DATASET EXCERPTS Start Marker

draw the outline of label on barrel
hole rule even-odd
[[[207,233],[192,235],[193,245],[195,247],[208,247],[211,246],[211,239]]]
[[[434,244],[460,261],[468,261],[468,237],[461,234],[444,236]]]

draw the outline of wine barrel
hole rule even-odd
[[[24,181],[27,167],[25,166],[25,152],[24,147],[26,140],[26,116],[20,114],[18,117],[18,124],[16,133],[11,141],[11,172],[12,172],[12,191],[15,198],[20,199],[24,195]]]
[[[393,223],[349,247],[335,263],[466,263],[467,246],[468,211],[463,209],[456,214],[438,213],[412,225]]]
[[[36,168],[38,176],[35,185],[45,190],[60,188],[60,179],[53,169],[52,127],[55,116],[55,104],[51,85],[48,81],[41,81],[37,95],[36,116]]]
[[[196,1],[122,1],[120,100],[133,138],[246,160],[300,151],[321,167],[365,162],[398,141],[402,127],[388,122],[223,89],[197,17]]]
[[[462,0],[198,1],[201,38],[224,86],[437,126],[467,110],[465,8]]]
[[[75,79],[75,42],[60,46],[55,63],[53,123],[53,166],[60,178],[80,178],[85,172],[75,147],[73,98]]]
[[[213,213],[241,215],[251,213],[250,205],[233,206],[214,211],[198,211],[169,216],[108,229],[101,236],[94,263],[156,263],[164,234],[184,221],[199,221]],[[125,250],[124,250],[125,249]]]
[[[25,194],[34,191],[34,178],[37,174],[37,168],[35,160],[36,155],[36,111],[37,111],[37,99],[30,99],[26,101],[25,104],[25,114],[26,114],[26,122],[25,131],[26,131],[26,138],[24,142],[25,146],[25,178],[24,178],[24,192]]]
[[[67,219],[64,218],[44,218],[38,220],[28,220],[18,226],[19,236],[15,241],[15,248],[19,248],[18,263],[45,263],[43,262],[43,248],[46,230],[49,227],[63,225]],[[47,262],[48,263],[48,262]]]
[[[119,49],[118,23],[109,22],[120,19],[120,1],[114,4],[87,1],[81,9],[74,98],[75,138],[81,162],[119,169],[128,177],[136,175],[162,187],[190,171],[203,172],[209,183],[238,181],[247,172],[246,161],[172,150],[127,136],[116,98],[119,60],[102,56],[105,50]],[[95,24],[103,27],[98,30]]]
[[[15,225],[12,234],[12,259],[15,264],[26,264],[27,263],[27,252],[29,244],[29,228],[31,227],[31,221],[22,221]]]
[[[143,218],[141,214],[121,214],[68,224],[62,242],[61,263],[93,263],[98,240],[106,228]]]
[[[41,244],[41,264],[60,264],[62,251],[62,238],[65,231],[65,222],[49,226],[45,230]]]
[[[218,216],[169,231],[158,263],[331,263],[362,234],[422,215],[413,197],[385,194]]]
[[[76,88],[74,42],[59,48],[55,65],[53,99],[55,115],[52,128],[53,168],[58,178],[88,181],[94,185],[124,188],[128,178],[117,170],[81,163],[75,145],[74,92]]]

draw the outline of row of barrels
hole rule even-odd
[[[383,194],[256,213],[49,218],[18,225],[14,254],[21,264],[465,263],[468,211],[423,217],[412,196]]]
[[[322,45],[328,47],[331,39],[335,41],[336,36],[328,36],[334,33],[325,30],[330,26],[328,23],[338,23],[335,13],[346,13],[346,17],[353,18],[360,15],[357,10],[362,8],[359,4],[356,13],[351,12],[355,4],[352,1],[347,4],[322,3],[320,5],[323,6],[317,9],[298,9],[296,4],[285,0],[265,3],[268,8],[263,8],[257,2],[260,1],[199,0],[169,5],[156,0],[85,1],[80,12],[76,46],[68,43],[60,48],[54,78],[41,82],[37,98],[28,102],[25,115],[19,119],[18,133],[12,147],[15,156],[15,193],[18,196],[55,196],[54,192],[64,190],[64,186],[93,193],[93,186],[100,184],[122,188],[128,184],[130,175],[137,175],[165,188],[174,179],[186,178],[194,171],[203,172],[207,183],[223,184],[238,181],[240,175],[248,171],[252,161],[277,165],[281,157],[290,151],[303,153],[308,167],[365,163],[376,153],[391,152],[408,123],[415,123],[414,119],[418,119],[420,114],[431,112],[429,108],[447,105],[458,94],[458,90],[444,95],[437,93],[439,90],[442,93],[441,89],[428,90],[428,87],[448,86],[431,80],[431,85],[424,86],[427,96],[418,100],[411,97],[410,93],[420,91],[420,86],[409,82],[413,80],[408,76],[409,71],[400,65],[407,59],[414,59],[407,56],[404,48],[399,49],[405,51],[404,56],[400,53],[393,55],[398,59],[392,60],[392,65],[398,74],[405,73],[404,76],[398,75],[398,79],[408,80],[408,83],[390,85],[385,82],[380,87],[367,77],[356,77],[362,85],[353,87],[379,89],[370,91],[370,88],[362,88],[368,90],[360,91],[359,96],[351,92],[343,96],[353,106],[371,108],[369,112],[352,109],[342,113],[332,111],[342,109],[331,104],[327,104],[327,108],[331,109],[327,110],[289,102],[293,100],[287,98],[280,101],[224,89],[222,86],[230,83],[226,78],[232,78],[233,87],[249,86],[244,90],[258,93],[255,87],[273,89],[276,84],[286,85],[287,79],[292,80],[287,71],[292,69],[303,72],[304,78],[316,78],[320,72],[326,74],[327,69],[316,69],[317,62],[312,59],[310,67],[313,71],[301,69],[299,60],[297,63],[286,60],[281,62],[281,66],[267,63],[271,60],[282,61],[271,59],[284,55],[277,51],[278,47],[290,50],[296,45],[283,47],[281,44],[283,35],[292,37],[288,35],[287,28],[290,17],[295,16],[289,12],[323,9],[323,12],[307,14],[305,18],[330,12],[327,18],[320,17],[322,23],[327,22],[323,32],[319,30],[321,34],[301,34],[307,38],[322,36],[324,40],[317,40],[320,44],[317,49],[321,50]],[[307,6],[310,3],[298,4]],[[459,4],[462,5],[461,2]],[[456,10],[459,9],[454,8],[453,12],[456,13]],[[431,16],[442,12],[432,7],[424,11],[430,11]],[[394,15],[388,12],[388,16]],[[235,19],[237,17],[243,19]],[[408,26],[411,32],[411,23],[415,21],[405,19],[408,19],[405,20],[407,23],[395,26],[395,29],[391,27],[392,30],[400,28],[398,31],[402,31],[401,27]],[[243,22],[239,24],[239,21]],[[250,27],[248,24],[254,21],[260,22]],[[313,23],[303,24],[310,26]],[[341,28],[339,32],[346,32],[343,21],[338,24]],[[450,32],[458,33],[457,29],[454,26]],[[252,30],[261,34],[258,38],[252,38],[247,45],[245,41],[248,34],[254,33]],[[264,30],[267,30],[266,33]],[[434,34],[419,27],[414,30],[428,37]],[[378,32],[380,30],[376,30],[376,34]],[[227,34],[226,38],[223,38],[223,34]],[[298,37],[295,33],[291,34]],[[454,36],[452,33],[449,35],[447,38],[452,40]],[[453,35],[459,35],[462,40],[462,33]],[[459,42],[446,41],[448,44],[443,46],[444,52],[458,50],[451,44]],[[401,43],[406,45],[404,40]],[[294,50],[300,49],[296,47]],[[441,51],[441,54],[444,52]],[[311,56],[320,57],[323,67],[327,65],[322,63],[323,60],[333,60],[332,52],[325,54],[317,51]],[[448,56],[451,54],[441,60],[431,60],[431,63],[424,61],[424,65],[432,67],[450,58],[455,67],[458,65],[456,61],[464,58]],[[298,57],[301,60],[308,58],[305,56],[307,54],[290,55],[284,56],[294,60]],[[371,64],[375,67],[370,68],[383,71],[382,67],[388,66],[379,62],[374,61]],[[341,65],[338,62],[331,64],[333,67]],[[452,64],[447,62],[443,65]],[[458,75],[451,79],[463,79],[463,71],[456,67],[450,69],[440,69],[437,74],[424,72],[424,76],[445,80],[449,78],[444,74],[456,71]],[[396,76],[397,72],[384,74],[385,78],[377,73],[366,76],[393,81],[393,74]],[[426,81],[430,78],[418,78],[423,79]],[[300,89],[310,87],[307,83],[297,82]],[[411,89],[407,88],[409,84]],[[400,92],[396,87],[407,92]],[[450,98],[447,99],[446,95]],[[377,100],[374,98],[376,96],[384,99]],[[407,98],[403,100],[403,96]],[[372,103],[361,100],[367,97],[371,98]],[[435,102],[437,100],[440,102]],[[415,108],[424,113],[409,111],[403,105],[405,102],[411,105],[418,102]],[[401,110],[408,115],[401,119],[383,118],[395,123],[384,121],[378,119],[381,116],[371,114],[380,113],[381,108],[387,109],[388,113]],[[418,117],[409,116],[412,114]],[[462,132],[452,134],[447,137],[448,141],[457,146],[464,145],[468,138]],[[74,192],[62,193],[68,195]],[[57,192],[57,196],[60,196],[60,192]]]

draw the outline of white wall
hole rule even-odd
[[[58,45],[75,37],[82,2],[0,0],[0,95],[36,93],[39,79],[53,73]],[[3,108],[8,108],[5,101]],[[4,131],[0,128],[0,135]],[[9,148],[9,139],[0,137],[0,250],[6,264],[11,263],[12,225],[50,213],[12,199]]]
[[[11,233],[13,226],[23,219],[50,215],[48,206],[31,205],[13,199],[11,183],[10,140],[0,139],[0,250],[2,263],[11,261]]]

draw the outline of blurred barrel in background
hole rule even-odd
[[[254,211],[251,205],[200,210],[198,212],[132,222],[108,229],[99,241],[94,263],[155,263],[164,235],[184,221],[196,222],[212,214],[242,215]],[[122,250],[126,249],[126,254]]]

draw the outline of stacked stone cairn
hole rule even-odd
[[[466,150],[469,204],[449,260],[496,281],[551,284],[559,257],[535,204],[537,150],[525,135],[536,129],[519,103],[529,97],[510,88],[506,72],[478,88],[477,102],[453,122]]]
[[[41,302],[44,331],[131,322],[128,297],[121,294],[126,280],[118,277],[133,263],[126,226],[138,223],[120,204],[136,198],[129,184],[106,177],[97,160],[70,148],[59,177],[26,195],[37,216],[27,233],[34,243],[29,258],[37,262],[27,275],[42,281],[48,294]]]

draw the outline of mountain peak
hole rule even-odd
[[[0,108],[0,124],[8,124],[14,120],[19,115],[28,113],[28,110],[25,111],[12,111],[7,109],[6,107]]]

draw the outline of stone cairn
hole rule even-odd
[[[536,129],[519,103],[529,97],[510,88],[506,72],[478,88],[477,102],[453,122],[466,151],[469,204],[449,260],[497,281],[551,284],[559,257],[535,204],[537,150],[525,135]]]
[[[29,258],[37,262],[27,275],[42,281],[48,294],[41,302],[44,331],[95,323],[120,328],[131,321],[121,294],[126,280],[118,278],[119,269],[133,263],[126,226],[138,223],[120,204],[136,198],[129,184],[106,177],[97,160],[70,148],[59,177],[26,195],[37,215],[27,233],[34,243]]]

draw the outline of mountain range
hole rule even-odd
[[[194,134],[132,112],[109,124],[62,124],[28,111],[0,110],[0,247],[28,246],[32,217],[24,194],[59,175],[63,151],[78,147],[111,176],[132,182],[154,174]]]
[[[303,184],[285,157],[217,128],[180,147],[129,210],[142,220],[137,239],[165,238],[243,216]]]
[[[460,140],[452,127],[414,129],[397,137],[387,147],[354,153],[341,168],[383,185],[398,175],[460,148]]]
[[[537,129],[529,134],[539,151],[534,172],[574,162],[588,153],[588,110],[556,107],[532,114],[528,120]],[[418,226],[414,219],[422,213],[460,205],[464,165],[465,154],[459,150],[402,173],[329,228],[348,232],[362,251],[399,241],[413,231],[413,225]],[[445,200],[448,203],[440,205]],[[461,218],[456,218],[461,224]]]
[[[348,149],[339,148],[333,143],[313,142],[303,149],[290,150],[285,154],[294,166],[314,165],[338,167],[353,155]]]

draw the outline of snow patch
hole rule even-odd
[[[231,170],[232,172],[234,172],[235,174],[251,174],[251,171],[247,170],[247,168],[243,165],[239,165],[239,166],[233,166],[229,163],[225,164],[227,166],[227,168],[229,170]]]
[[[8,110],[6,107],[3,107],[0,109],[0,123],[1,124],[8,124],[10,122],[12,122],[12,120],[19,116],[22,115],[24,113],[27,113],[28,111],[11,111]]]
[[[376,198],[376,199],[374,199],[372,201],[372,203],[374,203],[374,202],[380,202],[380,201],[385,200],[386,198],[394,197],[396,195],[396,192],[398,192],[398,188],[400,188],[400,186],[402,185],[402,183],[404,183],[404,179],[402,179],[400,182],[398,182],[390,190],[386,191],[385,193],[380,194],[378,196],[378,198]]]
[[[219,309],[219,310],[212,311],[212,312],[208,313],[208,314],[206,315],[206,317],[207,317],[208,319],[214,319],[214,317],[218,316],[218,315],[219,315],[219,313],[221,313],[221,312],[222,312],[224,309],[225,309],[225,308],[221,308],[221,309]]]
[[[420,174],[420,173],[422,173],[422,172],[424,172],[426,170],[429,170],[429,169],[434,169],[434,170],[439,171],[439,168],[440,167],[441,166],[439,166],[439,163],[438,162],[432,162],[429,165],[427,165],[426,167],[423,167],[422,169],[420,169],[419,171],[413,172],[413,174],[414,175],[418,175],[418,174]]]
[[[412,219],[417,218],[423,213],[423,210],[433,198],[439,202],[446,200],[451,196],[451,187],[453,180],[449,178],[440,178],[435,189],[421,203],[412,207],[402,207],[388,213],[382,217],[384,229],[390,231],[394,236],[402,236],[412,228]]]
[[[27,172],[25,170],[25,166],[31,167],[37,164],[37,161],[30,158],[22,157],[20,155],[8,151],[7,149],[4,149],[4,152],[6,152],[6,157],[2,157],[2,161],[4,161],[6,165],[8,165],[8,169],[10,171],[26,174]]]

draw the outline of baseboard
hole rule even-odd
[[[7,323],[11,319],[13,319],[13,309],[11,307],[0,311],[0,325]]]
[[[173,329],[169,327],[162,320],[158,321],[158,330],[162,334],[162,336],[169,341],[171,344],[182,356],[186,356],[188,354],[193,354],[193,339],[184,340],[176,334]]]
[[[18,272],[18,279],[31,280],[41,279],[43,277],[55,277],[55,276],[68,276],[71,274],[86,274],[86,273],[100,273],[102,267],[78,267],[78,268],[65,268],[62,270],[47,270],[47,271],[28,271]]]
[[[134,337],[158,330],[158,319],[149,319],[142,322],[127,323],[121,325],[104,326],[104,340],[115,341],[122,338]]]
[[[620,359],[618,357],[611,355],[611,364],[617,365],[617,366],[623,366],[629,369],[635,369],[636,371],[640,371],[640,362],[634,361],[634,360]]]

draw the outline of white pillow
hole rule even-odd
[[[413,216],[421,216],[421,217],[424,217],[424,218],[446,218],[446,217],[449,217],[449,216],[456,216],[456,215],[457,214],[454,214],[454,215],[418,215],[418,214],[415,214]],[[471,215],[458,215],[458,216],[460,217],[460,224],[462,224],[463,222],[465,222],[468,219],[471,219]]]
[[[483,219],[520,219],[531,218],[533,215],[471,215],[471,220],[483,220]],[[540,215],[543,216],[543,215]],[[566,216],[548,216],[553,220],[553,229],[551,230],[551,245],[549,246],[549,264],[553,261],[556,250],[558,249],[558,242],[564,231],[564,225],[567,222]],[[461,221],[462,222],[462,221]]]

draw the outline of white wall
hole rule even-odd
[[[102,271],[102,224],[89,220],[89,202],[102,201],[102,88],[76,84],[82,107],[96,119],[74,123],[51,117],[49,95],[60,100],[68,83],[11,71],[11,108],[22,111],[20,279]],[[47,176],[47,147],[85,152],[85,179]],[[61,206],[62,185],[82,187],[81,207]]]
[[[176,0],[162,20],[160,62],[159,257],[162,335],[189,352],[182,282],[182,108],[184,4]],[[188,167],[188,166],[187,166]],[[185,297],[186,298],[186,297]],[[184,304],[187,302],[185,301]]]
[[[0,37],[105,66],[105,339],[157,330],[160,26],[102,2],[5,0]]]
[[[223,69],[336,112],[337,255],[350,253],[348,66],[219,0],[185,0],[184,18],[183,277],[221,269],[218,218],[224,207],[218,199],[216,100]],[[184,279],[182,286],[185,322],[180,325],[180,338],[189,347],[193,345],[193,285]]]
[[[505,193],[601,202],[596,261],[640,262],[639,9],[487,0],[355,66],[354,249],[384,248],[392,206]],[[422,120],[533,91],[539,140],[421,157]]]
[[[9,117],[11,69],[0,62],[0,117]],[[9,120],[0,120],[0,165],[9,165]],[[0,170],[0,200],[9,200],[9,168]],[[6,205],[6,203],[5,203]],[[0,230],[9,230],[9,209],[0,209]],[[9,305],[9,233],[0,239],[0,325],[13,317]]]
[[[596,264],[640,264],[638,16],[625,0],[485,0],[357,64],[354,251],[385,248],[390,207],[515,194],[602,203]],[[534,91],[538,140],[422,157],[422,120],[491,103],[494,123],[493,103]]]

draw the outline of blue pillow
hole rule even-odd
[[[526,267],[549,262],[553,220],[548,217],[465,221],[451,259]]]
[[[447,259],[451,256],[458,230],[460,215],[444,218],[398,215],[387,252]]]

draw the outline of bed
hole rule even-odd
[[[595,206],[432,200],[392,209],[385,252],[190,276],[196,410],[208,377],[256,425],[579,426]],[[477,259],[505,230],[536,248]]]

DATASET EXCERPTS End Marker

- TASK STATEMENT -
From the records above, show each line that contains the word "cairn".

- SOLUTION -
draw the outline of stacked stone cairn
draw the outline of stone cairn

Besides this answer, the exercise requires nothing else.